PAGE TEXT -
OneRec-Think: In-Text Reasoning for Generative Recommendation
Zhanyu Liu, Shiyao Wang, Xingmei Wang, Rongzhou Zhang, Jiaxin Deng, Honghui Bao, Jinghao Zhang, Wuchao Li, Pengfei Zheng, Xiangyu Wu, Yifei Hu, Qigen Hu, Xinchen Luo, Lejian Ren, Zixing Zhang, Qianqian Wang, Kuo Cai, Yunfan Wu, Hongtao Cheng, Zexuan Cheng, Lu Ren, Huanjie Wang, Yi Su, Ruiming Tang, Kun Gai, Guorui Zhou
TL;DR
OneRec-Think addresses the gap between generative recommendation and explicit reasoning by introducing an integrated framework that grounds item semantics in text, activates step-by-step reasoning within recommendations, and refines reasoning through reinforcement learning with a reasoning-aware reward. The three-stage Itemic Alignment, Reasoning Activation, and Reasoning Enhancement, paired with a Think-Ahead deployment architecture, yield state-of-the-art results on public benchmarks and measurable industrial gains (e.g., a 0.159% increase in APP Stay Time on Kuaishou). The approach produces interpretable rationales alongside high-quality recommendations and demonstrates robust transfer from closed benchmarks to real-world deployment, while outlining limitations of public datasets and future directions toward larger-scale, long-sequence evaluation. Overall, OneRec-Think makes explicit reasoning a core, deployable asset in generative recommendations, enabling more transparent and effective user experiences.

TASKS FOR THIS EXERCISE -
A) According to the OneRec-Think summary, what increase in APP Stay Time on Kuaishou did the approach produce?
B) Carry on the OneRec-Think summary from its final sentence.

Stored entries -
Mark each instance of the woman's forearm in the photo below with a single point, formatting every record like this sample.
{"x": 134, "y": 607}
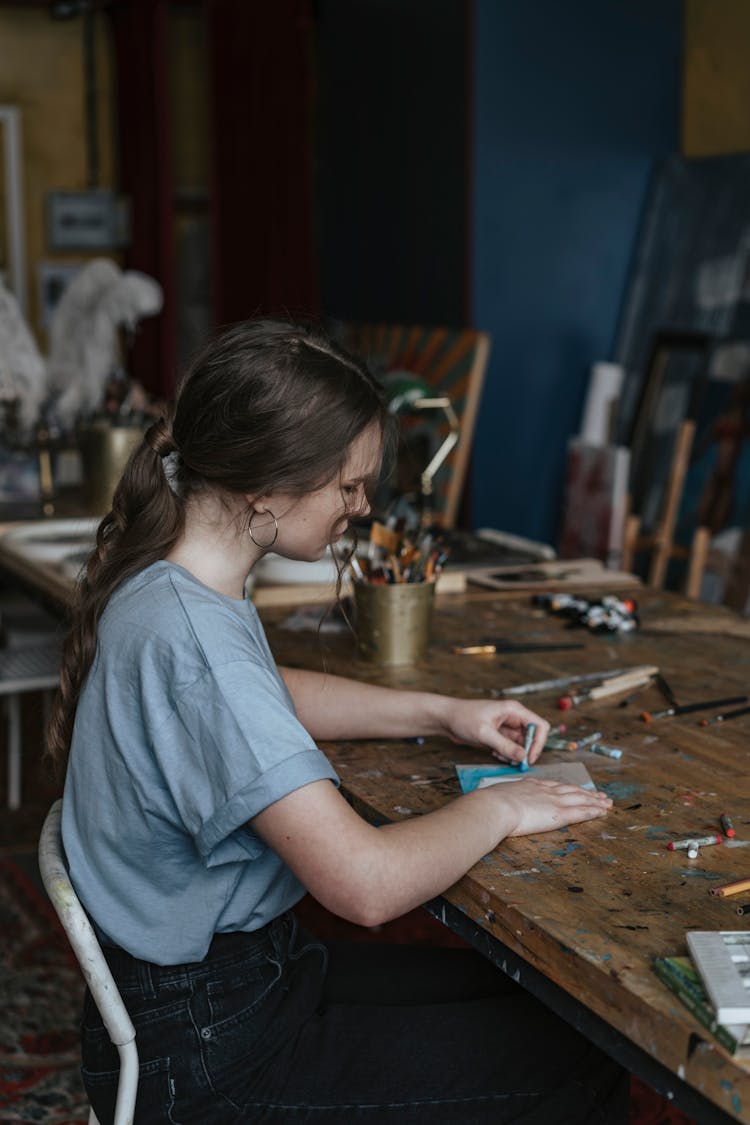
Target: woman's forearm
{"x": 334, "y": 707}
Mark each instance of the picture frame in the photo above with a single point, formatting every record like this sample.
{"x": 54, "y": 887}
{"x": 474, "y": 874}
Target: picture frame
{"x": 12, "y": 224}
{"x": 671, "y": 393}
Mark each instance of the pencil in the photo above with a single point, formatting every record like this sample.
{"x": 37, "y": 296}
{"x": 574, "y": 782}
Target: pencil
{"x": 543, "y": 685}
{"x": 725, "y": 717}
{"x": 735, "y": 888}
{"x": 649, "y": 717}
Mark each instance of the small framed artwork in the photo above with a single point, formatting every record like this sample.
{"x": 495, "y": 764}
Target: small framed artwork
{"x": 671, "y": 393}
{"x": 716, "y": 491}
{"x": 595, "y": 498}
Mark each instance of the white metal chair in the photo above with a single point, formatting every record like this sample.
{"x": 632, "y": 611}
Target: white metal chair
{"x": 95, "y": 968}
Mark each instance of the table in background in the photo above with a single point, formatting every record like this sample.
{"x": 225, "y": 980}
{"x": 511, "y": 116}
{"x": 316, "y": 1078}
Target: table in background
{"x": 577, "y": 915}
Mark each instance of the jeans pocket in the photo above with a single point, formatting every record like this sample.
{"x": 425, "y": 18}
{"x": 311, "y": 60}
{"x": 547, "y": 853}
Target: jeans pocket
{"x": 154, "y": 1096}
{"x": 241, "y": 1006}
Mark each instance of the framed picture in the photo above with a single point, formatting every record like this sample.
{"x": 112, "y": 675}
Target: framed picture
{"x": 671, "y": 393}
{"x": 12, "y": 223}
{"x": 594, "y": 510}
{"x": 716, "y": 489}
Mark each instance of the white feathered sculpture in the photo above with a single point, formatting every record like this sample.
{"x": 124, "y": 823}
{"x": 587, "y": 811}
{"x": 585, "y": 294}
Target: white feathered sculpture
{"x": 23, "y": 376}
{"x": 83, "y": 341}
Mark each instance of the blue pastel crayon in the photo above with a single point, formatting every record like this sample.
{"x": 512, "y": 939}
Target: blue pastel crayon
{"x": 531, "y": 730}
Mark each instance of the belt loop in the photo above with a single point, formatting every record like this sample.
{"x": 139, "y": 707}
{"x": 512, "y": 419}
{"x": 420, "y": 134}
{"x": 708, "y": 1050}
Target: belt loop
{"x": 145, "y": 979}
{"x": 280, "y": 936}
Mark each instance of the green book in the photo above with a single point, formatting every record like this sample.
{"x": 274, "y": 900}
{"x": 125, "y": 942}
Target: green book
{"x": 680, "y": 975}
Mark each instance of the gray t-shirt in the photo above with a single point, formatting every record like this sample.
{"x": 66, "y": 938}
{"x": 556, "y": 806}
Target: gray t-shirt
{"x": 184, "y": 730}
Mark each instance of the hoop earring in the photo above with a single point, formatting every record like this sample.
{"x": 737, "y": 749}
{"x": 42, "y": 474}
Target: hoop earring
{"x": 264, "y": 547}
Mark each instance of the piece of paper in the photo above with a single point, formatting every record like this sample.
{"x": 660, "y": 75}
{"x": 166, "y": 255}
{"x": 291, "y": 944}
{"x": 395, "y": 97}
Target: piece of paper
{"x": 480, "y": 776}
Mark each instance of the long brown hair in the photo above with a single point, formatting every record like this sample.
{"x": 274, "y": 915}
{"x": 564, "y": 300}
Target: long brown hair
{"x": 267, "y": 405}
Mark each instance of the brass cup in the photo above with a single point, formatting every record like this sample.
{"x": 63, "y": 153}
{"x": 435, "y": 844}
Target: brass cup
{"x": 392, "y": 622}
{"x": 105, "y": 450}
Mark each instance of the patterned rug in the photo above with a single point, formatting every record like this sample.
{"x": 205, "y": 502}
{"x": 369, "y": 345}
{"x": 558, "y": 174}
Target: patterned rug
{"x": 41, "y": 992}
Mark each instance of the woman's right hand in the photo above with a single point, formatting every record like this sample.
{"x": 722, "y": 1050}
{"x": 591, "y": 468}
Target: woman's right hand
{"x": 539, "y": 806}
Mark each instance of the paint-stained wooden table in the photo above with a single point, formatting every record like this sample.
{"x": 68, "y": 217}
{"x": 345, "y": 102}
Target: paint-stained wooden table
{"x": 579, "y": 914}
{"x": 576, "y": 915}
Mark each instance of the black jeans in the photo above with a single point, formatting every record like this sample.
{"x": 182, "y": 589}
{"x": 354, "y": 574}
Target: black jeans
{"x": 276, "y": 1027}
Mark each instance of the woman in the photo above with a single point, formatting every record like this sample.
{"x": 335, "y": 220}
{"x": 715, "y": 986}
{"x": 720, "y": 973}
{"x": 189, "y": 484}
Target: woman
{"x": 198, "y": 808}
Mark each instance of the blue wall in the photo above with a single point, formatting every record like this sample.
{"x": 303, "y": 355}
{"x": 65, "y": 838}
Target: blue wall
{"x": 574, "y": 102}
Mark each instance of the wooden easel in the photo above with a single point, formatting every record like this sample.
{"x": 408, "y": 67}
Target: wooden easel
{"x": 660, "y": 542}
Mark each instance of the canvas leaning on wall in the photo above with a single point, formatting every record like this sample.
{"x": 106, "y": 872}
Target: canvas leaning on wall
{"x": 595, "y": 500}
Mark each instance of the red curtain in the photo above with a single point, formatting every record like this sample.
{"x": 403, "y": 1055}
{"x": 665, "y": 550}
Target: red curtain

RESULTS OF THE EXERCISE -
A) A 0.159% increase.

B)
Abstract
The powerful generative capacity of Large Language Models (LLMs) has instigated a paradigm shift in recommendation. However, existing generative models (e.g., OneRec) operate as implicit predictors, critically lacking the capacity for explicit and controllable reasoning-a key advantage of LLMs. To bridge this gap, we propose OneRec-Think, a unified framework that seamlessly integrates dialogue, reasoning, and personalized recommendation. OneRec-Think incorporates: (1) Itemic Alignment: cross-modal Item-Textual Alignment for semantic grounding; (2) Reasoning Activation: Reasoning Scaffolding to activate LLM reasoning within the recommendation context; and (3) Reasoning Enhancement, where we design a recommendation-specific reward function that accounts for the multi-validity nature of user preferences. Experiments across public benchmarks show state-of-the-art performance. Moreover, our proposed "Think-Ahead" architecture enables effective industrial deployment on Kuaishou, achieving a 0.159\% gain in APP Stay Time and validating the practical efficacy of the model's explicit reasoning capability.